Where the records below show the word "hooded" in a line, please copy that line.

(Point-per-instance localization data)
---------------
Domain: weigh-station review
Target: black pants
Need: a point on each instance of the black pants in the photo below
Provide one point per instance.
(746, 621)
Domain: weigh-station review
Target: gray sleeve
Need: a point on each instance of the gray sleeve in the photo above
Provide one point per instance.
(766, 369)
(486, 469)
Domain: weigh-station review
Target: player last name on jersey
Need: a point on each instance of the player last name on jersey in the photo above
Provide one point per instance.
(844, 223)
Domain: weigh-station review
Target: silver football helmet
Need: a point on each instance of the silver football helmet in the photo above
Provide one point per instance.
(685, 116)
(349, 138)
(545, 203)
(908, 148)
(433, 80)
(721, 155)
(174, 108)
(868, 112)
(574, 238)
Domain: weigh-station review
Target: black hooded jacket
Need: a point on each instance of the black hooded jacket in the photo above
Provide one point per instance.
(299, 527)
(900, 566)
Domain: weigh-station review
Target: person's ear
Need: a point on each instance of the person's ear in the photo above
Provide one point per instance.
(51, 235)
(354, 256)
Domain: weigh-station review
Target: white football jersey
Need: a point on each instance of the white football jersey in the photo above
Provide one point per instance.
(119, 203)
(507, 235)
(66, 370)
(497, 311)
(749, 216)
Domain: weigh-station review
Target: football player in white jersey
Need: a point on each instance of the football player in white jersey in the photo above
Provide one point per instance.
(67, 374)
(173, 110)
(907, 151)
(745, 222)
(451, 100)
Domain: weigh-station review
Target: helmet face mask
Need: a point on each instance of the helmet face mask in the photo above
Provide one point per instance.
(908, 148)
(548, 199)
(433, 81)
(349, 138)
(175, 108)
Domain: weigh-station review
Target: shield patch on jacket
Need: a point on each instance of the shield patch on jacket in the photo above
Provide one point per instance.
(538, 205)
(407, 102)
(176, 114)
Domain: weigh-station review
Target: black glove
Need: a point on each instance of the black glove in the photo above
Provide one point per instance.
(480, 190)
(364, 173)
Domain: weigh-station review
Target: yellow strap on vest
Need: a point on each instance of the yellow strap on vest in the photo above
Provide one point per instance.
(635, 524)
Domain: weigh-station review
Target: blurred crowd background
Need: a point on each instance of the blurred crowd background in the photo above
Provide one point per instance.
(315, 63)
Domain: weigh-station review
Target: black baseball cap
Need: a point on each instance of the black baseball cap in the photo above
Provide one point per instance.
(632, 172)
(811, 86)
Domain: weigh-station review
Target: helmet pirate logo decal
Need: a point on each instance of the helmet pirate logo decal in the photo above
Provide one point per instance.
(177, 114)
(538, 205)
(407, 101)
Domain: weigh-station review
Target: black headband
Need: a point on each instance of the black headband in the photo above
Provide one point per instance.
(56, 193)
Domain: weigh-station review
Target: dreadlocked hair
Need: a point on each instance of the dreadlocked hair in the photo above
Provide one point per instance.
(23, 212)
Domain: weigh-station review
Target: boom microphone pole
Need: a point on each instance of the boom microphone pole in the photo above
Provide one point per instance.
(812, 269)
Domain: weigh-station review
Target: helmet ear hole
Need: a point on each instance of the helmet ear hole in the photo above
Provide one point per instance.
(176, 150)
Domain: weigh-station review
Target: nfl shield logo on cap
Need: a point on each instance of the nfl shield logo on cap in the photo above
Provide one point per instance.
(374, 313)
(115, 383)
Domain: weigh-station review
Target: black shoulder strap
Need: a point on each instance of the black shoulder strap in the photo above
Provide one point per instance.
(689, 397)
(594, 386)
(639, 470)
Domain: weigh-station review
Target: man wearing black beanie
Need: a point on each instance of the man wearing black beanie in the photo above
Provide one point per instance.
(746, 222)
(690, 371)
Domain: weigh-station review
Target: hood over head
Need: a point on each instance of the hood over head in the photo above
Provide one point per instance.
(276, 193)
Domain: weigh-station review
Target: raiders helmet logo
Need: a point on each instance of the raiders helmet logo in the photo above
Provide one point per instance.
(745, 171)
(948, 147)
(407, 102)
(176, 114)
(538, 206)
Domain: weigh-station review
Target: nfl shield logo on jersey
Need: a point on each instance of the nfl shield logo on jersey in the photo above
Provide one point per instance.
---------------
• **Solved exercise**:
Target: black hooded jacket
Need: a point on each instance of the black hooded jacket in the photo above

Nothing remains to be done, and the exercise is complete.